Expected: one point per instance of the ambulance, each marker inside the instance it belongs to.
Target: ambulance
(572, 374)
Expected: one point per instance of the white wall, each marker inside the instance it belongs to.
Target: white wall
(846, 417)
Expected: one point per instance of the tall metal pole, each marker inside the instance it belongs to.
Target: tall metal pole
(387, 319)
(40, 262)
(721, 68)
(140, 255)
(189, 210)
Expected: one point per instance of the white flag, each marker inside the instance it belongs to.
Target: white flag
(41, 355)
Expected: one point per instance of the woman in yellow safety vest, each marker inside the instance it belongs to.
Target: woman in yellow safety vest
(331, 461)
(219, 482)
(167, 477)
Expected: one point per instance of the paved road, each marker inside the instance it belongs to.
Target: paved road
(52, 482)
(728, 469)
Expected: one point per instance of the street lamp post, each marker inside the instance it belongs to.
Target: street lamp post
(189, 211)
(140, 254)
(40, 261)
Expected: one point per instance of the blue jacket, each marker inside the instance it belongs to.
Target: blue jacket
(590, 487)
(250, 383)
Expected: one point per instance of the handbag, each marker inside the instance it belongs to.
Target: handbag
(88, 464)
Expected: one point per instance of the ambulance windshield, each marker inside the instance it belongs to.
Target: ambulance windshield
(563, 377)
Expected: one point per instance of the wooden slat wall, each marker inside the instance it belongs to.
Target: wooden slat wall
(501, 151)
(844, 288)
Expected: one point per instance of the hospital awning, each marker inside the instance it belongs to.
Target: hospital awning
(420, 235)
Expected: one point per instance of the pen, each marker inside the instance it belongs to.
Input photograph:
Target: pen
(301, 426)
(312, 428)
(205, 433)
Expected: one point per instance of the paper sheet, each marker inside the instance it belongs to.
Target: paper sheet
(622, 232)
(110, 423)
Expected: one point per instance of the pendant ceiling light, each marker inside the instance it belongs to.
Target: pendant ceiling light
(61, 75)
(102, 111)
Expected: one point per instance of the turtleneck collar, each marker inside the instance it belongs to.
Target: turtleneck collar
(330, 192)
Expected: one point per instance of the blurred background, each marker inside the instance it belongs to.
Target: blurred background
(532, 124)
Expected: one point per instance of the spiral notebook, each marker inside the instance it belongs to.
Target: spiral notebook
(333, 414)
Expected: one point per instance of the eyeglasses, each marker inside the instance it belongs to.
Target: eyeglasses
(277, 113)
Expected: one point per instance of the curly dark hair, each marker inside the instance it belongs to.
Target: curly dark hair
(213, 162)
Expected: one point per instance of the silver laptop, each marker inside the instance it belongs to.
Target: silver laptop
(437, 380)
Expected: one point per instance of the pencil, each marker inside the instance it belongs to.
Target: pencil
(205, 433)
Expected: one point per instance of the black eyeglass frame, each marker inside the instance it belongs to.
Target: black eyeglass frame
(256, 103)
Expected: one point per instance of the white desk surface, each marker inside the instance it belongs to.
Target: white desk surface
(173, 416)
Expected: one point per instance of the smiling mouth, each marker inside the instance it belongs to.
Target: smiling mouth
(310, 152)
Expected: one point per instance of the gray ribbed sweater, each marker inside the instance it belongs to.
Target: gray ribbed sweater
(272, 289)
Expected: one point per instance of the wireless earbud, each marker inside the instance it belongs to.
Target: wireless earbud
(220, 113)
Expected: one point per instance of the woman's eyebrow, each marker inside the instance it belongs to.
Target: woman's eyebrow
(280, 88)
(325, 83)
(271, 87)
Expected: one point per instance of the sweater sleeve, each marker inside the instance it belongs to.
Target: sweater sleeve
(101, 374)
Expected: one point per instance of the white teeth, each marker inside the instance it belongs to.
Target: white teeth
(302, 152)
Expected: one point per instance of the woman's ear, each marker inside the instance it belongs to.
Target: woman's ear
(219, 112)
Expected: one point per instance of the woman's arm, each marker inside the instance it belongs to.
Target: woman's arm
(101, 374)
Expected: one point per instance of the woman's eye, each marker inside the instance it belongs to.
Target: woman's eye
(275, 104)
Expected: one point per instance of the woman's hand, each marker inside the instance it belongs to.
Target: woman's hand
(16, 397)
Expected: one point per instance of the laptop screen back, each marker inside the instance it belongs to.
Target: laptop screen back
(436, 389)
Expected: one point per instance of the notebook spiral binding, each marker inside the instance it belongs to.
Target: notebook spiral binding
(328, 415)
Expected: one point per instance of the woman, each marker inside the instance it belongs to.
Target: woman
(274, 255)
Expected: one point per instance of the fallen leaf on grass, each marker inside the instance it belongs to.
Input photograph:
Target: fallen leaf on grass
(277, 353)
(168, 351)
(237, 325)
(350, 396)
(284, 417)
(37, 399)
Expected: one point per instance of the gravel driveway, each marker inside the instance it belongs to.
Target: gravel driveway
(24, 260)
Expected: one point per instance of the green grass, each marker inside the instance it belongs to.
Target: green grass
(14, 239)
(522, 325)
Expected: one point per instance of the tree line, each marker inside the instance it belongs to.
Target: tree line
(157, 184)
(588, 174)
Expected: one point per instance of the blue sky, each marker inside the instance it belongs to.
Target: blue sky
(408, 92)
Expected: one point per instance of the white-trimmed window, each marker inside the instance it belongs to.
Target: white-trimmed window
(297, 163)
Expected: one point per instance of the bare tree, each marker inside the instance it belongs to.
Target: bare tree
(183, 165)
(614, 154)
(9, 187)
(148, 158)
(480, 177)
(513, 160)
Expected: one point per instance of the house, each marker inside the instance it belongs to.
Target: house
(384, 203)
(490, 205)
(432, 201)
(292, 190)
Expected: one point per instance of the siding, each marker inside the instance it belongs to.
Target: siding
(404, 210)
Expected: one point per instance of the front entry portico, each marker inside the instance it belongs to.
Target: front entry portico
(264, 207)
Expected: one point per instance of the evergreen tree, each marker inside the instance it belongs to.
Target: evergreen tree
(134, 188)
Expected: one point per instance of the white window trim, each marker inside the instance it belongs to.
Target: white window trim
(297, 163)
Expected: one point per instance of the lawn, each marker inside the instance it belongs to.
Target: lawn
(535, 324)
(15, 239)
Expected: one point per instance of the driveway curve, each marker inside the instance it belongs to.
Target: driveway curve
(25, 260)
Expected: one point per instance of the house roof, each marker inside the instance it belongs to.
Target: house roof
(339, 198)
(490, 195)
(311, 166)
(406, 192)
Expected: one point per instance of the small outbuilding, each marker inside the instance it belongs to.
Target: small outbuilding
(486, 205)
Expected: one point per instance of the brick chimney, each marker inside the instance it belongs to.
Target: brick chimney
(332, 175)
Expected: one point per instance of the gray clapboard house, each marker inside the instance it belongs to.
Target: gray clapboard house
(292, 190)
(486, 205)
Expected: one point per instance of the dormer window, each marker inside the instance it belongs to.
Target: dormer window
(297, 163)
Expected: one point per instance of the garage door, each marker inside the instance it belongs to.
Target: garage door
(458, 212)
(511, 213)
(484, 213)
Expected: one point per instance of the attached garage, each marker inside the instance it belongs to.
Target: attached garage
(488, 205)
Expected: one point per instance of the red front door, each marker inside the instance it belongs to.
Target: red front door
^^^^^^^^
**WORK ORDER:** Could you transcribe the entries above word for word, from the line with "Target: woman's hand" down to the line with "Expected: one point per instance of the woman, each", keeping both?

**WORKED SOLUTION:**
Target: woman's hand
(16, 397)
Expected: one point per instance of the laptop screen back, each marker inside the instance it belongs to.
Target: laptop screen back
(436, 389)
Expected: one point per instance of the notebook spiral binding, each marker inside the instance it belongs to.
Target: notebook spiral binding
(328, 415)
Expected: one point per instance of the woman, each marker inside the instance it belongs to.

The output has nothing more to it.